■ FONTE ■
*****
La memoria rende liberi, Enrico Mentana e Liliana Segre raccontano la Shoah

«È questione di pochi anni, e poi non ci saranno più testimoni della Shoah», così Enrico Mentana inizia la sua introduzione di “La memoria rende liberi”, le memorie dell’olocausto di Liliana Segre, sopravvissuta all’orrore nazista e senatrice a vita. E di testimoni ce ne erano tanti. Il nazifascismo, infatti, ha colpito non solo ebrei, ma anche omosessuali, oppositori e prigionieri politici, portatori di handicap, partigiani, o la sistematica eliminazione di interi popoli come quello Rom. Solo il 20 gennaio 2019 altre 6 vittime non identificate hanno trovato finalmente pace al Bushey New Cemetery di Londra.
*****
■ DATI ESTRATTI ■

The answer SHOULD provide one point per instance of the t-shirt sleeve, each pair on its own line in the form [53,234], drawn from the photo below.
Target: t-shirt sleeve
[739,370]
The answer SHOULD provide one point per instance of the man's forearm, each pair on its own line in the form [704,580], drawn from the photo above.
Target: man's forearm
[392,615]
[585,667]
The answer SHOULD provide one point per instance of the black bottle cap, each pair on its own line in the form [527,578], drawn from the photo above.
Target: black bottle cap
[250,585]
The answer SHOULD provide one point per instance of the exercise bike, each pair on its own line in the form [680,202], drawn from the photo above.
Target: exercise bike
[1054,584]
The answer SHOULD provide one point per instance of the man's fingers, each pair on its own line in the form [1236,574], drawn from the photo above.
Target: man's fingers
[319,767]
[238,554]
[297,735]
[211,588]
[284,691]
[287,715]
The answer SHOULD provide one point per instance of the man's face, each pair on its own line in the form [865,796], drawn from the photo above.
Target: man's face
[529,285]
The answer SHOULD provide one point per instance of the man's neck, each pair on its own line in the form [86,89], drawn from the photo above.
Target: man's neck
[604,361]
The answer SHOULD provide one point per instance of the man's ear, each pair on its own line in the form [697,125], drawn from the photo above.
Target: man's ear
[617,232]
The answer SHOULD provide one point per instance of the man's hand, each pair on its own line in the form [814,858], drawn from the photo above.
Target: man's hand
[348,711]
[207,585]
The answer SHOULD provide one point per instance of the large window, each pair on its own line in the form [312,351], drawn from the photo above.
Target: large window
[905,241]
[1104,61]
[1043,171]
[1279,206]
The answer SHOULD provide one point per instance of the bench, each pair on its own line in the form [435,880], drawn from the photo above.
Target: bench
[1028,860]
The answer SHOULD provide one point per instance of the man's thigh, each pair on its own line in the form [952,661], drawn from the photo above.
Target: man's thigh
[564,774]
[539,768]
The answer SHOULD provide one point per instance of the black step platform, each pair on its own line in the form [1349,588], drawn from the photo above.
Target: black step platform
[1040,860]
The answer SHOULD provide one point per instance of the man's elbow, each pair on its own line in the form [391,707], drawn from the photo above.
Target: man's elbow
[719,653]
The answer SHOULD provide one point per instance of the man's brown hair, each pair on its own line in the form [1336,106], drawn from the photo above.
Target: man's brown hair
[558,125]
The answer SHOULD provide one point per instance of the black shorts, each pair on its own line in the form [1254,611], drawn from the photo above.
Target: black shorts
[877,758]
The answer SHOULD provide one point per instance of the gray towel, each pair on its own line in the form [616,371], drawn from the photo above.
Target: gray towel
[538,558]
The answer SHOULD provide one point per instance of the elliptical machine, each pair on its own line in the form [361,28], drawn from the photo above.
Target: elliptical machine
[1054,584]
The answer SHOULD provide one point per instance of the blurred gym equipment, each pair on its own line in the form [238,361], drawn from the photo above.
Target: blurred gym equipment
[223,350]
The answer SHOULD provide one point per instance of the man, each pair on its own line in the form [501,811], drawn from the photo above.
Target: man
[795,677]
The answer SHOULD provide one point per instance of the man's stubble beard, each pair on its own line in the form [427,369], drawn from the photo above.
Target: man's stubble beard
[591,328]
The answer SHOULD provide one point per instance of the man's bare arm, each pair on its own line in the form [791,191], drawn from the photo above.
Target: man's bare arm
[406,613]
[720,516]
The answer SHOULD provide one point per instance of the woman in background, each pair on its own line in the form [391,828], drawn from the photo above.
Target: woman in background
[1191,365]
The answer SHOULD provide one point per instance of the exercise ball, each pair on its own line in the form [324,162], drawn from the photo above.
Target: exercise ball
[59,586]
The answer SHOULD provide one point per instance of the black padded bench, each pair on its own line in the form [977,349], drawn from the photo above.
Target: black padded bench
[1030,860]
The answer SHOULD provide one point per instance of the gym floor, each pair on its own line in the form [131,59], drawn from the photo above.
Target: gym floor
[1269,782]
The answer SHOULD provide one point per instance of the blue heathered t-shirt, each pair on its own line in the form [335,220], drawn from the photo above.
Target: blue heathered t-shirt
*****
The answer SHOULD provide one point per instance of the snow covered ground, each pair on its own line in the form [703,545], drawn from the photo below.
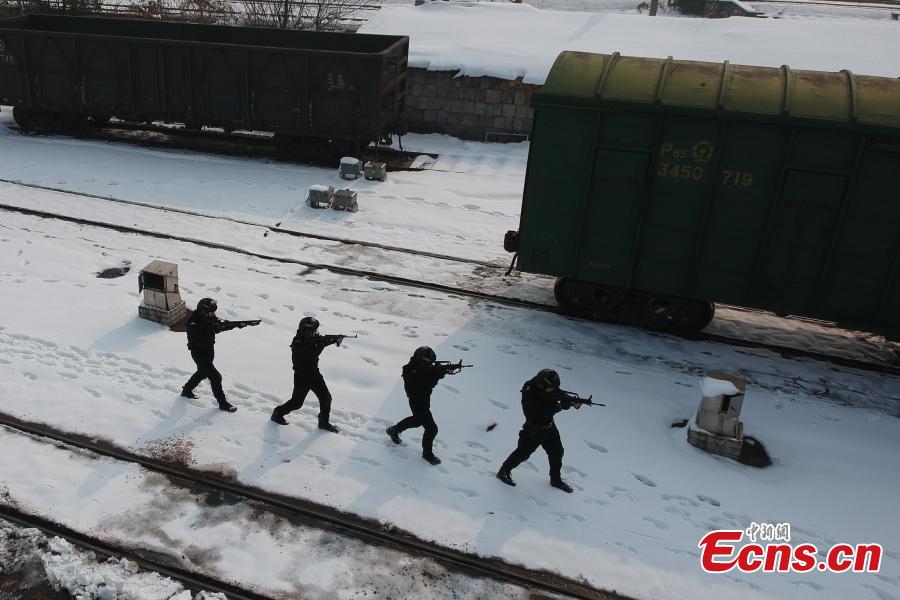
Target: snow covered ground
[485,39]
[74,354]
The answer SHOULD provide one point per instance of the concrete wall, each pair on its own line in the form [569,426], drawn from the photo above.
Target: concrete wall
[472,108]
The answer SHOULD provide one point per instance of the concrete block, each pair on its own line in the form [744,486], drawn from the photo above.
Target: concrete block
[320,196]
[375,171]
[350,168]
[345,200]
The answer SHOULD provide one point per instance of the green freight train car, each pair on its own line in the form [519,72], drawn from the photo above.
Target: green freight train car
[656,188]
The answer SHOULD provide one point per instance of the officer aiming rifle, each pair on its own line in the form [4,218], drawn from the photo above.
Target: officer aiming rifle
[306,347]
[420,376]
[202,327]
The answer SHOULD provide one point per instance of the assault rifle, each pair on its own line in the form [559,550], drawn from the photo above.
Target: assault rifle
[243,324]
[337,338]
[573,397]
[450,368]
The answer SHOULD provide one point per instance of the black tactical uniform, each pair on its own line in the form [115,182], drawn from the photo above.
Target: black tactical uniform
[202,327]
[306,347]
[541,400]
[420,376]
*****
■ COMPITI DA SVOLGERE ■
A) Secondo il testo sulla Shoah, chi firma l'introduzione di "La memoria rende liberi"?
B) Trascrivi alla lettera un passo del testo sulla Shoah: parti dalle parole "La memoria rende liberi, Enrico" e fermati dopo "Cemetery di Londra.".
C) Riprendi il testo sulla Shoah e portalo avanti dopo la sua ultima frase.
I dati riportati sono materiale a sé, distinto dal testo sulla Shoah.

■ RISPOSTE ■
A) Enrico Mentana.

B)
La memoria rende liberi, Enrico Mentana e Liliana Segre raccontano la Shoah

«È questione di pochi anni, e poi non ci saranno più testimoni della Shoah», così Enrico Mentana inizia la sua introduzione di “La memoria rende liberi”, le memorie dell’olocausto di Liliana Segre, sopravvissuta all’orrore nazista e senatrice a vita. E di testimoni ce ne erano tanti. Il nazifascismo, infatti, ha colpito non solo ebrei, ma anche omosessuali, oppositori e prigionieri politici, portatori di handicap, partigiani, o la sistematica eliminazione di interi popoli come quello Rom. Solo il 20 gennaio 2019 altre 6 vittime non identificate hanno trovato finalmente pace al Bushey New Cemetery di Londra.

C)
Sono stati presi di mira diversi tipi di persone nell’intento di sradicare intere comunità, dipinte come minaccia al Reich. Sebbene ogni anno ci si concentri sullo sterminio degli ebrei per mano nazista, sarebbe il caso di puntualizzare che la Shoah è storia umana condivisa annualmente

Come abbiamo più volte visto nel corso dei decenni, il giorno della Memoria viene usato a fini politici dai rappresentanti dei vari stati per saldare alleanze e rapporti commerciali. A 75 anni dalla liberazione di Auschwitz da parte dell’Armata Rossa a ricordare il più grande dramma della storia moderna ci pensano 45 uomini da 45 Stati.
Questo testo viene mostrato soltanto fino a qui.